═══ THE INPUT ═══
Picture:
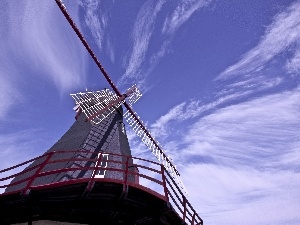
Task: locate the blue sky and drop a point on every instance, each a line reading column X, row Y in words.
column 220, row 83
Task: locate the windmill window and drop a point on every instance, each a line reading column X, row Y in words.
column 100, row 173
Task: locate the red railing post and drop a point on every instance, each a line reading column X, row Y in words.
column 184, row 207
column 164, row 182
column 33, row 177
column 89, row 187
column 126, row 171
column 193, row 218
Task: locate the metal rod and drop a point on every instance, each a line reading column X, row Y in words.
column 84, row 42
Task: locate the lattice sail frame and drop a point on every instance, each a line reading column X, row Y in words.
column 141, row 131
column 97, row 105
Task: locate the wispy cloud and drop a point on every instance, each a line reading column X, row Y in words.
column 142, row 31
column 97, row 22
column 239, row 159
column 244, row 157
column 37, row 39
column 282, row 34
column 9, row 93
column 182, row 13
column 293, row 64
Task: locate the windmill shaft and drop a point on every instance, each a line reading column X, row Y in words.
column 84, row 42
column 120, row 99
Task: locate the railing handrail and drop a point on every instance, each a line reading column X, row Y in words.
column 171, row 191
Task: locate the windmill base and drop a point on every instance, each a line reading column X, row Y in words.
column 106, row 203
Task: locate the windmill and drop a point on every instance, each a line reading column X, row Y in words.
column 99, row 182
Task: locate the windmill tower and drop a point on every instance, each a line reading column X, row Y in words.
column 90, row 177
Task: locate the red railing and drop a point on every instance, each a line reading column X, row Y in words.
column 153, row 177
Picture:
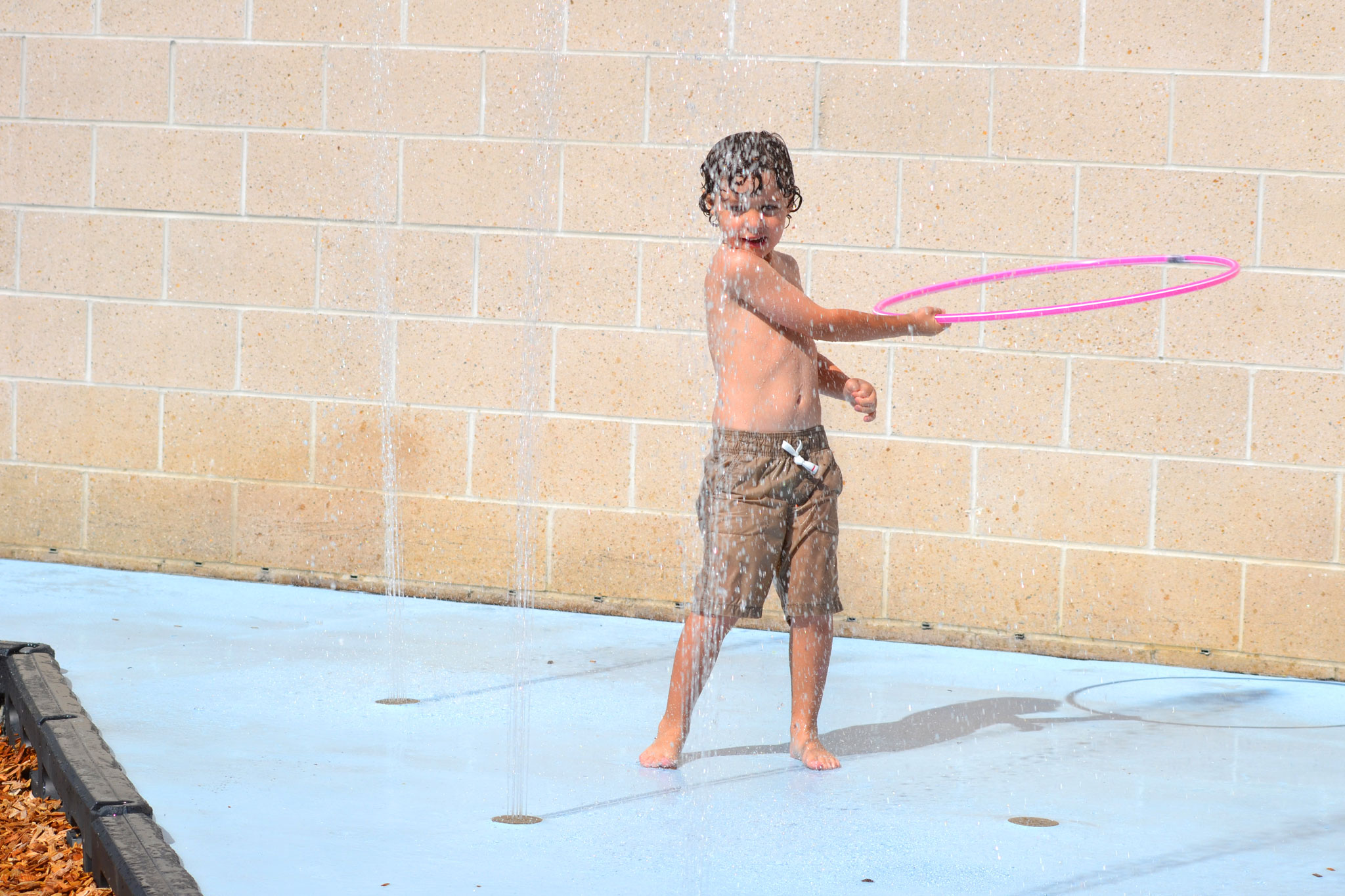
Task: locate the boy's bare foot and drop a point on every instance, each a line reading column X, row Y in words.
column 665, row 750
column 814, row 756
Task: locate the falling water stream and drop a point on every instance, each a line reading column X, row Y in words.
column 541, row 164
column 384, row 210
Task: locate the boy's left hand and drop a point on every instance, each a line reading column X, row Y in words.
column 862, row 398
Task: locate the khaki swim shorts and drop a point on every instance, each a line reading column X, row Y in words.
column 766, row 519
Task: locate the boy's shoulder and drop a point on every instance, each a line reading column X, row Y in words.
column 726, row 259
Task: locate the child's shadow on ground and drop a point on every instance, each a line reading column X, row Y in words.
column 917, row 730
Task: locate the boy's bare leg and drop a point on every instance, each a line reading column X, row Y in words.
column 695, row 653
column 810, row 654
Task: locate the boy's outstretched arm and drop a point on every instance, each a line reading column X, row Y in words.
column 858, row 394
column 753, row 282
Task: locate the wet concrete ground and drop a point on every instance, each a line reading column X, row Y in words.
column 246, row 716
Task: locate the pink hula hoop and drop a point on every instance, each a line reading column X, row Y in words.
column 1232, row 268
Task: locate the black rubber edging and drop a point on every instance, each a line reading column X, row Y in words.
column 123, row 847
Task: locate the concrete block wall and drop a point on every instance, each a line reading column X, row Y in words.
column 201, row 198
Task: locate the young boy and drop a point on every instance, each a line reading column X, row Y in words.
column 766, row 516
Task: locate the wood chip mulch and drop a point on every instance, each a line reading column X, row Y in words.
column 34, row 856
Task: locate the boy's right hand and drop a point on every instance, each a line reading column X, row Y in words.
column 921, row 323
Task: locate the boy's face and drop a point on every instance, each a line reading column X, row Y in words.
column 751, row 217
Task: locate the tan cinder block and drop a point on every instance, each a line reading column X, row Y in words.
column 46, row 164
column 860, row 561
column 1306, row 35
column 1245, row 123
column 1293, row 612
column 11, row 75
column 701, row 101
column 1130, row 330
column 68, row 16
column 173, row 18
column 237, row 436
column 595, row 371
column 1063, row 498
column 1165, row 409
column 307, row 354
column 1145, row 211
column 673, row 285
column 42, row 337
column 1170, row 34
column 988, row 206
column 468, row 542
column 156, row 345
column 1039, row 32
column 88, row 426
column 9, row 247
column 571, row 461
column 294, row 527
column 160, row 516
column 474, row 364
column 977, row 395
column 847, row 200
column 41, row 507
column 569, row 97
column 602, row 194
column 355, row 20
column 460, row 23
column 817, row 28
column 575, row 281
column 1220, row 508
column 431, row 448
column 973, row 582
column 424, row 272
column 92, row 254
column 667, row 26
column 900, row 109
column 934, row 492
column 1298, row 417
column 861, row 278
column 1152, row 599
column 109, row 79
column 170, row 168
column 322, row 177
column 1261, row 319
column 1304, row 223
column 857, row 362
column 669, row 467
column 238, row 83
column 416, row 91
column 241, row 263
column 1094, row 116
column 482, row 184
column 625, row 555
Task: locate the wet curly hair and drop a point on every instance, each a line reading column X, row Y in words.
column 748, row 155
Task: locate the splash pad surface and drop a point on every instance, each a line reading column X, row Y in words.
column 255, row 733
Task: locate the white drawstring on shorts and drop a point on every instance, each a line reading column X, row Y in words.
column 798, row 458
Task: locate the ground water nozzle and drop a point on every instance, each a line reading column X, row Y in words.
column 798, row 458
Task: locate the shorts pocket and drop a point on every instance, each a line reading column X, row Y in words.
column 732, row 515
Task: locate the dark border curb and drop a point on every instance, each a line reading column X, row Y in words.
═══
§ **SHORT PROBLEM**
Can you reproduce, without any change, the lines of the records from the line with "Task: locate the concrete" to the line with "column 921, row 323", both of those lines included?

§ **RESULT FOR THIS EXERCISE**
Task: locate the concrete block wall and drop a point on every instance, each a line reading column X, row Y in words.
column 201, row 198
Task: locate the young boy and drop a point on every instance, each a line reading column X, row Y in words.
column 766, row 516
Task: locate the wood chip mulch and drop a point on every instance, each a line reading column X, row Y in words.
column 34, row 856
Task: locate the boy's right hand and drop a point on every instance, each a line reading column X, row Y in words.
column 921, row 323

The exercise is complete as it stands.